**TASK DETAILS**
Please output the entries below from the line that contains "the metal pole" through the final line, reproduced exactly and alone.

**Records from a collection**
* Start *

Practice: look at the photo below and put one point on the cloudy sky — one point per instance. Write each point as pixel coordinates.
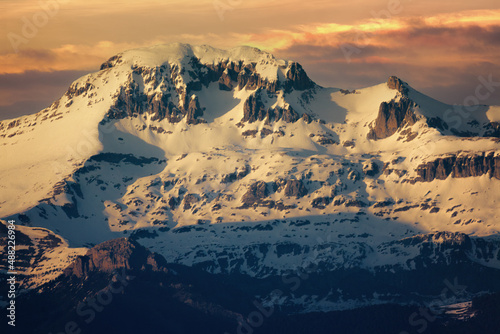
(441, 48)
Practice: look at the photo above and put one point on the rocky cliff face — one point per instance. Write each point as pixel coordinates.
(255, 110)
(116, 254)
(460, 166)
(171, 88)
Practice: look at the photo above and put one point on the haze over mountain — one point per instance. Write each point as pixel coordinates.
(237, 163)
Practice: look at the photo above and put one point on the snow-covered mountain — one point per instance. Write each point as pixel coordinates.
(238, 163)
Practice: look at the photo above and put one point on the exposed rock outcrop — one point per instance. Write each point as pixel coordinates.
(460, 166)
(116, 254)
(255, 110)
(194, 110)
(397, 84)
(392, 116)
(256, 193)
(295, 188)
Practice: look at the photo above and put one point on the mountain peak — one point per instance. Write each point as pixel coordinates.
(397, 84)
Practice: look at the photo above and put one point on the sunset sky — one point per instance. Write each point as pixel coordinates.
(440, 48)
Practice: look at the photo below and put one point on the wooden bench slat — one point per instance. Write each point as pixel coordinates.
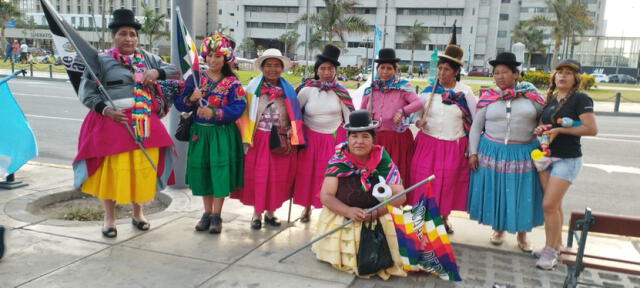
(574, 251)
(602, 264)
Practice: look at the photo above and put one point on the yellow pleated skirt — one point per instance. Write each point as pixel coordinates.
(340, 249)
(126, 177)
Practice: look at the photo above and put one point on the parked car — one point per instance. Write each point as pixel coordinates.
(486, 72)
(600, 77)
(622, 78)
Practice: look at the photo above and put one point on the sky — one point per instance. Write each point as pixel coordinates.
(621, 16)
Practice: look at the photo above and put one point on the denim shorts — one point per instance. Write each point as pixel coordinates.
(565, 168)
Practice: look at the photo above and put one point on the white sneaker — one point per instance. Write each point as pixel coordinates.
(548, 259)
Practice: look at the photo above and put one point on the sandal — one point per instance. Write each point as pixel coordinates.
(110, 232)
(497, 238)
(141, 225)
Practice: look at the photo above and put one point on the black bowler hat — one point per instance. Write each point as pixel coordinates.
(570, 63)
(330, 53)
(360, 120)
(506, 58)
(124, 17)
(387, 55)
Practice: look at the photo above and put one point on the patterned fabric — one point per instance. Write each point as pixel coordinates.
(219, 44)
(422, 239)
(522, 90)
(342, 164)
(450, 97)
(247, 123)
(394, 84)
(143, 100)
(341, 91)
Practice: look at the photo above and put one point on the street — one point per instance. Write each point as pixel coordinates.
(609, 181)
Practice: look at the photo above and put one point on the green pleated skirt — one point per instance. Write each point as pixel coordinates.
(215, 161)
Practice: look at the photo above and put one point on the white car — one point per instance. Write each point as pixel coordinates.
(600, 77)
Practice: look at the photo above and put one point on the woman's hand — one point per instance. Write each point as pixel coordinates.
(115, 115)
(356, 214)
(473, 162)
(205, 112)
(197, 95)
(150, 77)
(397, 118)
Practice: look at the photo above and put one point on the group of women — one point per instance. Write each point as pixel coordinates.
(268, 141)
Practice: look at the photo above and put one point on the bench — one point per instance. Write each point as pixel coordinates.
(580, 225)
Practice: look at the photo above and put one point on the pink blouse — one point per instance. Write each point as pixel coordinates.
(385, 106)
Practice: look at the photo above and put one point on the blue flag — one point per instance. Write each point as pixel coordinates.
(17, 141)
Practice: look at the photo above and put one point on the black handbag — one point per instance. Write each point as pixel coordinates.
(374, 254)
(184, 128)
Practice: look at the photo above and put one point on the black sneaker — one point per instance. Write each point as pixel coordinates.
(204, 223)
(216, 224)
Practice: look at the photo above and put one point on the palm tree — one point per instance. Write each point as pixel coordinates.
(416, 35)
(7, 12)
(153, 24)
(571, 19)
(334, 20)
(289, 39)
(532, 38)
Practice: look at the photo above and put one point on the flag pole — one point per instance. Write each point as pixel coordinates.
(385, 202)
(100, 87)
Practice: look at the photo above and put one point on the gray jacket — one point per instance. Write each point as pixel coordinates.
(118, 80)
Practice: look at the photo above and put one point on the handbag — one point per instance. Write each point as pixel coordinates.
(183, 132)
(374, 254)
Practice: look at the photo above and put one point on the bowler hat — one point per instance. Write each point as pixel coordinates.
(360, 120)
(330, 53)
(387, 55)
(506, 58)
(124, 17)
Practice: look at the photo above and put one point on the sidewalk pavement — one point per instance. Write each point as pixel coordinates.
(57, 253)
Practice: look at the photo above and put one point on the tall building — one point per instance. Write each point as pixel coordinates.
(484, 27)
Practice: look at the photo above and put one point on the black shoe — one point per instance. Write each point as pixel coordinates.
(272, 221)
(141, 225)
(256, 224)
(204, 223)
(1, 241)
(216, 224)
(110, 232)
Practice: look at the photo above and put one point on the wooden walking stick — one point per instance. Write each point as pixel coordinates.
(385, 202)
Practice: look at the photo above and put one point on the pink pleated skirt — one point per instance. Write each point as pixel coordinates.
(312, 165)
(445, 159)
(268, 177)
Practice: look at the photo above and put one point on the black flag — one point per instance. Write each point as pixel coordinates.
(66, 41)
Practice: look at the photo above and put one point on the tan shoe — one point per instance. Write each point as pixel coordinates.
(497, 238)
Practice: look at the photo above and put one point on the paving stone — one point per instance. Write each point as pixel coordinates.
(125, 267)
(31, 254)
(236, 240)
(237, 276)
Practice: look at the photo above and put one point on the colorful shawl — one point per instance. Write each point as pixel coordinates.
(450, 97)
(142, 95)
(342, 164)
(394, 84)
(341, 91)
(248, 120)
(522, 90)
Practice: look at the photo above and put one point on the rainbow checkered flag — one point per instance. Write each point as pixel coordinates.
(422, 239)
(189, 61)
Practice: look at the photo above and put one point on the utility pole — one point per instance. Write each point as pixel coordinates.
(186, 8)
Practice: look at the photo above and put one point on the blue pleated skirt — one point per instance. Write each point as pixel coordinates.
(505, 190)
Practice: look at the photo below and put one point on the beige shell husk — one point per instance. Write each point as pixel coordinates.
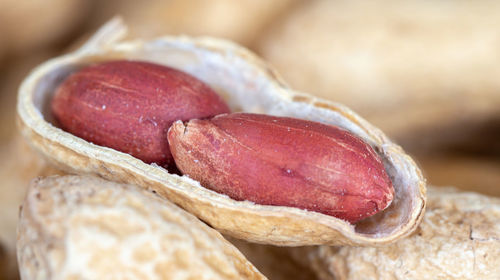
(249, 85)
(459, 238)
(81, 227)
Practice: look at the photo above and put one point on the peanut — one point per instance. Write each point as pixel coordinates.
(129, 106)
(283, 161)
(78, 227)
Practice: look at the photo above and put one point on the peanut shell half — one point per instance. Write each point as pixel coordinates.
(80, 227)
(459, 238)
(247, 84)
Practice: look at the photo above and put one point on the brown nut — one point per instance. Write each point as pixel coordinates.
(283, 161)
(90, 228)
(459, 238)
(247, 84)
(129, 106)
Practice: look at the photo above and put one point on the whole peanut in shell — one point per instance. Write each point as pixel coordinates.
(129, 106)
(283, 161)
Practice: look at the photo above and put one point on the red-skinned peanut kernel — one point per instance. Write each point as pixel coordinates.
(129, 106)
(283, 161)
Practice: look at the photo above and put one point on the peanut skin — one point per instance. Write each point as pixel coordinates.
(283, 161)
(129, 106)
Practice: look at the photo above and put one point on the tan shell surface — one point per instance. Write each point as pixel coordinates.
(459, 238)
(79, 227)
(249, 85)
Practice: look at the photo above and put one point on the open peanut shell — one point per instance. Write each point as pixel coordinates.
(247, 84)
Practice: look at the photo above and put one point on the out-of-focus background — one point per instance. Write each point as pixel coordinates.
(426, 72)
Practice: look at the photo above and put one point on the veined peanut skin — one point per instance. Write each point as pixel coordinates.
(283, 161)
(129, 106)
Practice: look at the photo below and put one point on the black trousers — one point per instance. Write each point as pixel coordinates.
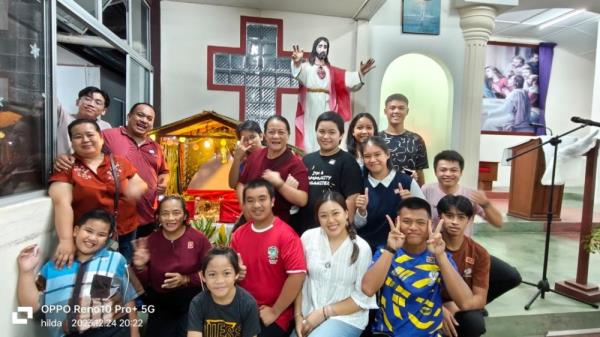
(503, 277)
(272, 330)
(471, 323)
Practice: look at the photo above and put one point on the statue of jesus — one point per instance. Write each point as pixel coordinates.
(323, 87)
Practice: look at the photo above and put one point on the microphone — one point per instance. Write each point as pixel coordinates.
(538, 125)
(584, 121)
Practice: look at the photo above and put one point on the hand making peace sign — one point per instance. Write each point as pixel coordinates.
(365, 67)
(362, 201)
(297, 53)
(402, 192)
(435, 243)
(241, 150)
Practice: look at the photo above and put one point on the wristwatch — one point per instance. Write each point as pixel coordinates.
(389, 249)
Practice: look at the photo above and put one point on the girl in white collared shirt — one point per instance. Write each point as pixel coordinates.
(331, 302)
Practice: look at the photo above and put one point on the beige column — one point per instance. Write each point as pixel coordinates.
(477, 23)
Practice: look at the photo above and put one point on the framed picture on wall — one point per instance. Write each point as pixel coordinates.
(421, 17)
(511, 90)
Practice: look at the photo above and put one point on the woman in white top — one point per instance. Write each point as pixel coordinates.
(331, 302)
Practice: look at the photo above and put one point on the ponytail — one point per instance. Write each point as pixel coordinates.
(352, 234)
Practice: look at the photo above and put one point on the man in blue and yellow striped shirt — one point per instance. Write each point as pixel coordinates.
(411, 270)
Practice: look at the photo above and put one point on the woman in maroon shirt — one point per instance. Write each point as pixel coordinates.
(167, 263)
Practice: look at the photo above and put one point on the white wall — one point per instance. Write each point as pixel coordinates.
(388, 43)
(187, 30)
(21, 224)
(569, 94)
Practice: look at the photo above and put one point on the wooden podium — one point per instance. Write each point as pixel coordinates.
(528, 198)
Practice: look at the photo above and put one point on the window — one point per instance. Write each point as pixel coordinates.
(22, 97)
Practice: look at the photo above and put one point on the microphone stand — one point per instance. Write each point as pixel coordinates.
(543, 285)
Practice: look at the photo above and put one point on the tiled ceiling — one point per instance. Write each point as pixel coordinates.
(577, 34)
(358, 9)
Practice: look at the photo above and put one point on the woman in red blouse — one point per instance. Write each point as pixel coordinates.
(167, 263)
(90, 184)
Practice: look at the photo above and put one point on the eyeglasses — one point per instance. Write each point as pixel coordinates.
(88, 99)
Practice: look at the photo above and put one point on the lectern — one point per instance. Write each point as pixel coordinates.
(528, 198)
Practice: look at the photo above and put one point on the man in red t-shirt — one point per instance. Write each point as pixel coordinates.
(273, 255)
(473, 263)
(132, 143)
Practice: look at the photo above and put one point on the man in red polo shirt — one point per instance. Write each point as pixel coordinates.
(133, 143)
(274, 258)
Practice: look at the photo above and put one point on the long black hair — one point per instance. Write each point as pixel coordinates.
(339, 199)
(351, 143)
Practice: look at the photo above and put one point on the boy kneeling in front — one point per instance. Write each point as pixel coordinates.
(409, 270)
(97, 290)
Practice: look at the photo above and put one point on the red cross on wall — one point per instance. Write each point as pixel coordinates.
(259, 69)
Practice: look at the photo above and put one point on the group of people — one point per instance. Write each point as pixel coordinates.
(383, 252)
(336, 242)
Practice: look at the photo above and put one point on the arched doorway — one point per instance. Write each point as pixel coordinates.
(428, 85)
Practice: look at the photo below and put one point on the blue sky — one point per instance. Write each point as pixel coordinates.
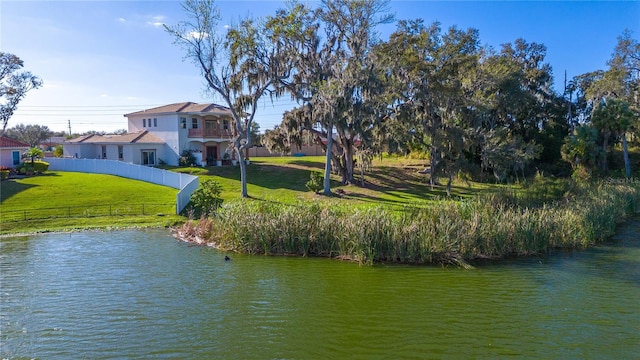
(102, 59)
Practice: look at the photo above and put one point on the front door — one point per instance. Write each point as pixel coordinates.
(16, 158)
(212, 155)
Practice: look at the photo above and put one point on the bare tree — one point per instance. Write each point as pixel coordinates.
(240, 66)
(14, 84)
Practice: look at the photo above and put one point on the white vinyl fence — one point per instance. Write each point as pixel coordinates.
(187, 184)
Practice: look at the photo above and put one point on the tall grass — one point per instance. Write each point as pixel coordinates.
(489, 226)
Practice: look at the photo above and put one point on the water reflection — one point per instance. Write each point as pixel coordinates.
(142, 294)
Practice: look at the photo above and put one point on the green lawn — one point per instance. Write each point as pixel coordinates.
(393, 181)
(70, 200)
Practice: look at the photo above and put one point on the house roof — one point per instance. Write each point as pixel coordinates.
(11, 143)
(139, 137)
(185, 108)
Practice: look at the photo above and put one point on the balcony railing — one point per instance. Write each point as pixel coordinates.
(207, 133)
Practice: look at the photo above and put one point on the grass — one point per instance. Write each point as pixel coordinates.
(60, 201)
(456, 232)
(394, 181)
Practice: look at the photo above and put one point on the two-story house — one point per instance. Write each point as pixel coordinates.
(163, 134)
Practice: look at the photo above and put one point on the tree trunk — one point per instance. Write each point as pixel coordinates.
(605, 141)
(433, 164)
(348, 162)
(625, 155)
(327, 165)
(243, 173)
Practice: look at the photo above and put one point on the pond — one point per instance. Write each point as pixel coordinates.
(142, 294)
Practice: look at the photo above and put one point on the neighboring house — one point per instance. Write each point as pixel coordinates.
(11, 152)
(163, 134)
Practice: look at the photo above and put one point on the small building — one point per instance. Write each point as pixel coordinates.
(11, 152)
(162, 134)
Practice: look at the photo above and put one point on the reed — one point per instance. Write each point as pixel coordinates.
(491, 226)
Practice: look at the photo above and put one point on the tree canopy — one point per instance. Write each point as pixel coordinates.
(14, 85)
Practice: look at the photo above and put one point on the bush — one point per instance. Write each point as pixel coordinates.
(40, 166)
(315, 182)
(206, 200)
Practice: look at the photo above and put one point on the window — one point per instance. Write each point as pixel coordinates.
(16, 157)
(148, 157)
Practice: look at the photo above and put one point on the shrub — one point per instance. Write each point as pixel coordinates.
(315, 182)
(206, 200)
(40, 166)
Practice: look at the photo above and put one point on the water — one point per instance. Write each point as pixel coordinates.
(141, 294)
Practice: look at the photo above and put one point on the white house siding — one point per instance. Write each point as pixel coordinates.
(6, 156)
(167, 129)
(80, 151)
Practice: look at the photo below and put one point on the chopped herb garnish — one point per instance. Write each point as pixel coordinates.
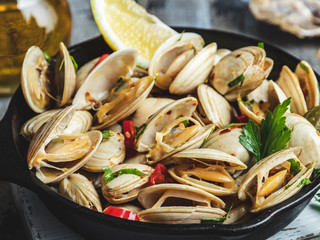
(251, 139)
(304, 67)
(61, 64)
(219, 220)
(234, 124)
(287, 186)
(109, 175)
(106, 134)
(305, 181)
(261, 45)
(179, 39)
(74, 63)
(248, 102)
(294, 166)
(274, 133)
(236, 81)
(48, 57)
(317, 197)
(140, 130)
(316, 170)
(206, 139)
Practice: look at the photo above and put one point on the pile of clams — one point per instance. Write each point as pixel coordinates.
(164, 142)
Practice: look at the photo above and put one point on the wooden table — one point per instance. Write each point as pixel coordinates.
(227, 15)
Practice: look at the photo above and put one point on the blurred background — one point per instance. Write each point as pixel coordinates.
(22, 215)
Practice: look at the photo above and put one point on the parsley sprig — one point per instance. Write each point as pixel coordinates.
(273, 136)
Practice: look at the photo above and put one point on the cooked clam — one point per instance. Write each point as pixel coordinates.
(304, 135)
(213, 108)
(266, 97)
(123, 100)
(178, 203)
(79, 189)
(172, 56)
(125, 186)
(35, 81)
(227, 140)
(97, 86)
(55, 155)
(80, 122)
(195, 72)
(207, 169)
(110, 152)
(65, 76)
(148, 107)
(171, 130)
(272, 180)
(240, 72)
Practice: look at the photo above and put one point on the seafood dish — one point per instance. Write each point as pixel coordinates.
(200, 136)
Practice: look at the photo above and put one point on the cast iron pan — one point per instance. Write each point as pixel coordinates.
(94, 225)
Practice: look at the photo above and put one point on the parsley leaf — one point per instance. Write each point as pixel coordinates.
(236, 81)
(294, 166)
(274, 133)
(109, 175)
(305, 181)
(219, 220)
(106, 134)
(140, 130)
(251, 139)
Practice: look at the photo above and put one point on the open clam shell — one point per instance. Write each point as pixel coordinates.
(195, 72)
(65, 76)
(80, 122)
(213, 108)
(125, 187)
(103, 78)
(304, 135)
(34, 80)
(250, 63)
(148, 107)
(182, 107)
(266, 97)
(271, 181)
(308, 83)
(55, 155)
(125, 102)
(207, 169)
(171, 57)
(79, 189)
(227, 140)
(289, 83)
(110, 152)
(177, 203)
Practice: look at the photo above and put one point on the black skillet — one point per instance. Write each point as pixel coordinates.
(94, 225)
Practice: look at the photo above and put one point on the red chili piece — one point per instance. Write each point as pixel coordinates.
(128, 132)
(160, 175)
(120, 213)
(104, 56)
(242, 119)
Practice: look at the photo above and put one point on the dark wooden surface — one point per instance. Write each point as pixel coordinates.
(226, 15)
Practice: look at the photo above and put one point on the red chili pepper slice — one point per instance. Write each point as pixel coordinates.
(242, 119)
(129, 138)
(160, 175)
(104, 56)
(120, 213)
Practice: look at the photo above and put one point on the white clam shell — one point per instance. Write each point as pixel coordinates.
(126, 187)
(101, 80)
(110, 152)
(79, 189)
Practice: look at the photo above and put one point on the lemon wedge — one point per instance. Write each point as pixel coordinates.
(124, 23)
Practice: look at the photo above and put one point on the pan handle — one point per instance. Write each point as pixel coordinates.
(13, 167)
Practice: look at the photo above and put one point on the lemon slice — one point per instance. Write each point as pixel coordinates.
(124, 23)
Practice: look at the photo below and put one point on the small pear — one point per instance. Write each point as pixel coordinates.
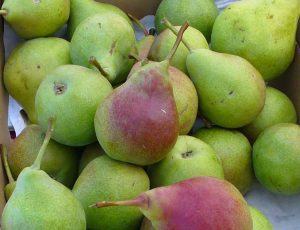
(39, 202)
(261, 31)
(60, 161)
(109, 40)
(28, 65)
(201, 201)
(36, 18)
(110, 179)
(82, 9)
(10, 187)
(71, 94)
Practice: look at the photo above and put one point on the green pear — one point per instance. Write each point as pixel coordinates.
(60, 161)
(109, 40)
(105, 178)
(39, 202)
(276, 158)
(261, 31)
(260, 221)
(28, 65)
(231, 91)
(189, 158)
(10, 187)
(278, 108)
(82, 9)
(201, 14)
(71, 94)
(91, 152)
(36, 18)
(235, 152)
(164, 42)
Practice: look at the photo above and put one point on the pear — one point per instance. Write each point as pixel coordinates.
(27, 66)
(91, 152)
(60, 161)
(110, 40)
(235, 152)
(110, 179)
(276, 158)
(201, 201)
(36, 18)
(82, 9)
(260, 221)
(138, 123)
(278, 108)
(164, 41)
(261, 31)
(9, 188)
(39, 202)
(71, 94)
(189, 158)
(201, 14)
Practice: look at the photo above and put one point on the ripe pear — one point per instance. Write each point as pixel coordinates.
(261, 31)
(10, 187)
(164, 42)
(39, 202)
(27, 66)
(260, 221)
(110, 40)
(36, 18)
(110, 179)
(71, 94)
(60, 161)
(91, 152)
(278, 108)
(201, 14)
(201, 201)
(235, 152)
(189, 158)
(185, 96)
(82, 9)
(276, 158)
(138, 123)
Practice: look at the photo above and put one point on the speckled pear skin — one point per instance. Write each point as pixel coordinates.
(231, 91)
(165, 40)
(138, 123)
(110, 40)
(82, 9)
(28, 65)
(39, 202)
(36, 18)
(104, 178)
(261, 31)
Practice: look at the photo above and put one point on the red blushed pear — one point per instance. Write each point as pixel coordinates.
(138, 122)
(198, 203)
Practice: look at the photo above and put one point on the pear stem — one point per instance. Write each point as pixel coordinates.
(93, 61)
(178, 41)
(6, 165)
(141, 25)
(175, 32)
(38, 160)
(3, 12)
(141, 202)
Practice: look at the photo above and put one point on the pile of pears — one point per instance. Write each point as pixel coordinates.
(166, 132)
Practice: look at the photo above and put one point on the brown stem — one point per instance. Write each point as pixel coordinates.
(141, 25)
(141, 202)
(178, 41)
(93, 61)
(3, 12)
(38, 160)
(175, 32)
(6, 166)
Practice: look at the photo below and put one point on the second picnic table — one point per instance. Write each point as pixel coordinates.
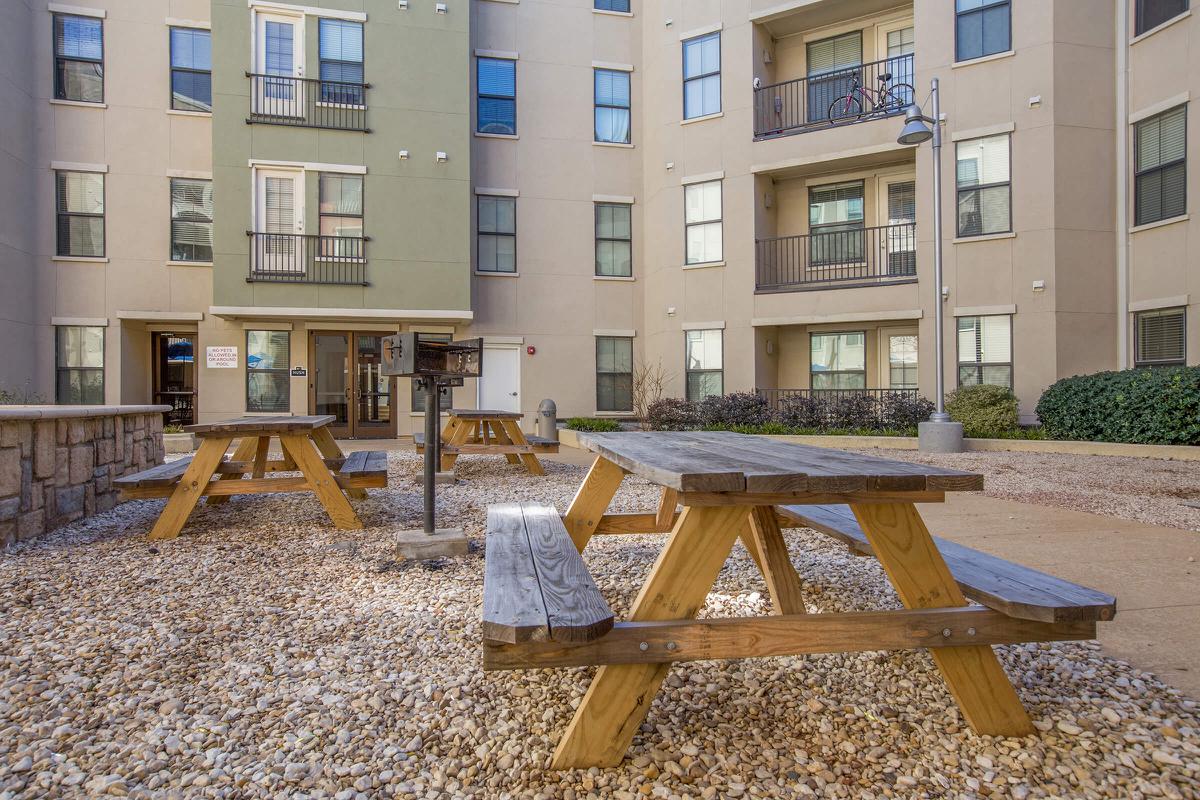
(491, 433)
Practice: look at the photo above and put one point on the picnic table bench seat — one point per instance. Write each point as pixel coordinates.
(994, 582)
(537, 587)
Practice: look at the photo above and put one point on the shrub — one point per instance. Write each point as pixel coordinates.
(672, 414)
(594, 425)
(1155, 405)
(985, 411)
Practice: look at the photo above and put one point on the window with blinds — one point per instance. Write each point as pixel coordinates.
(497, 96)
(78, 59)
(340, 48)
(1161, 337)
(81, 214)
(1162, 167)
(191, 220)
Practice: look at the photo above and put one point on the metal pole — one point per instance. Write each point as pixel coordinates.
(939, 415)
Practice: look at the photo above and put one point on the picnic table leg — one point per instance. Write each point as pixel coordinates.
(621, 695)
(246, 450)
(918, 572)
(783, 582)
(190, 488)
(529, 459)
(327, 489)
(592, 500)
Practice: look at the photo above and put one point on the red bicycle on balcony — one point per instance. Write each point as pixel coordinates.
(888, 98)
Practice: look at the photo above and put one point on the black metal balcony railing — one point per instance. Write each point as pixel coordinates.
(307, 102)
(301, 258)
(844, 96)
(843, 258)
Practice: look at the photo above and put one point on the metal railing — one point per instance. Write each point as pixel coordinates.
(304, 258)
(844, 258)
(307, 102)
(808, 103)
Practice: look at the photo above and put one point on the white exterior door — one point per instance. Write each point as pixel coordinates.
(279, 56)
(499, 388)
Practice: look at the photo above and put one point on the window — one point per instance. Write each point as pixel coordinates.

* End *

**RESPONSE TO THE EXERCISE**
Practice: look at the photo above and put one point on the metal pole — one point per instance. Write each point as pixel coordinates.
(939, 415)
Practice: look at the photo above and put one point on the picnic table leg — one point per instance. Write each point as pixel coordinates.
(621, 695)
(246, 450)
(918, 572)
(783, 582)
(190, 488)
(529, 459)
(327, 489)
(592, 500)
Practice: look at the photo above and put one point on the red bicycle on balcony — one point per instance. Write each point as pixel coordinates.
(888, 98)
Practice: look at the photo above and put one point on the black metal balcony railing — one point per instance. Write each point as pixel coordinates.
(307, 102)
(301, 258)
(844, 96)
(843, 258)
Practice: look at the photo above and put one point on the metal railing — one point per instance. Write each point as pixel coordinates.
(304, 258)
(844, 258)
(307, 102)
(808, 103)
Practice: look at the photo above and put one point on the white exterior door — one point per instance. Write each point as pixel coordinates.
(279, 56)
(499, 388)
Practice: look at the photo above and put one point on the window — one point per instance. Write each point as pixel coordinates.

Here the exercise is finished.